Extract provided:
****************************************

Ryan Holiday became American Apparel's marketing director at 21 - wifarley
http://hackthesystem.com/blog/hack-the-system-podcast-how-ryan-holiday-hacked-the-media-at-american-apparel/

======
wifarley
<http://www.ryanholiday.net/about/> "Ryan Holiday is a media strategist for
notorious clients like Tucker Max and Dov Charney. After dropping out of
college at 19 to apprentice under the strategist Robert Greene, he went on to
advise many bestselling authors and multi-platinum musicians. He is the
Director of Marketing at American Apparel, where his work in advertising was
internationally known. His strategies are used as case studies by Twitter,
YouTube and Google and have been written about in AdAge, the New York Times,
Gawker and Fast Company. His first book, Trust Me I’m Lying: Confessions of a
Media Manipulator, was a Wall Street Journal bestseller"

Books from his reading list are very interesting:
<http://www.ryanholiday.net/reading-list/>

On why I posted this interview: I've been influenced by Ryan's work over the
last 4 years. His writing is usually very thought provoking and honest despite
the name of his book. I have noticed similarities between topics discussed in
this community and Ryan Holidays writing. I think that if HN readers research
Ryan a little, they will be interested in what they find. His influence on
articles written by massive media outlets becomes increasingly apparent as you
read into his work.

One of the best things I've taken from Ryan's work is how to identify Media
Manipulation and devalue content that has been affected by it accordingly.

Ironic right?

[http://www.youtube.com/watch?v=s4a0Vrk4ZEw&feature=youtu...](http://www.youtube.com/watch?v=s4a0Vrk4ZEw&feature=youtu.be)
Funny interview with the creator of HARO (Help a Reporter Out) and Ryan. To
promote and validate his book, Ryan manipulated the service HARO into
providing news outlets with completely false information that they published
[http://www.forbes.com/sites/davidthier/2012/07/18/how-
this-g...](http://www.forbes.com/sites/davidthier/2012/07/18/how-this-guy-
lied-his-way-into-msnbc-abc-news-the-new-york-times-and-more/)

****************************************

Problem details: Repeat the part of the thread about Ryan Holiday starting with "On why I posted" and going on through "Ironic right?". The material that comes next has no connection to the thread about Ryan Holiday.

Recorded data:
****************************************

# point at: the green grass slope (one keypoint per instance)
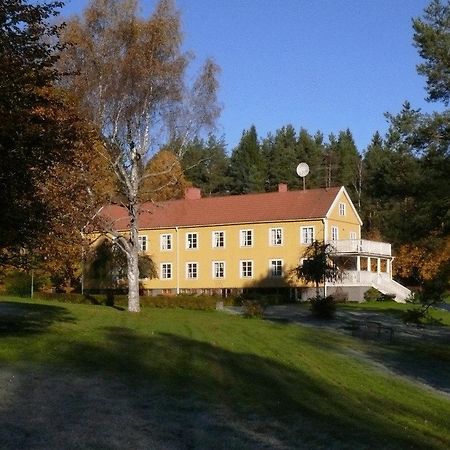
(195, 379)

****************************************

Finished answer:
On why I posted this interview: I've been influenced by Ryan's work over the
last 4 years. His writing is usually very thought provoking and honest despite
the name of his book. I have noticed similarities between topics discussed in
this community and Ryan Holidays writing. I think that if HN readers research
Ryan a little, they will be interested in what they find. His influence on
articles written by massive media outlets becomes increasingly apparent as you
read into his work.

One of the best things I've taken from Ryan's work is how to identify Media
Manipulation and devalue content that has been affected by it accordingly.

Ironic right?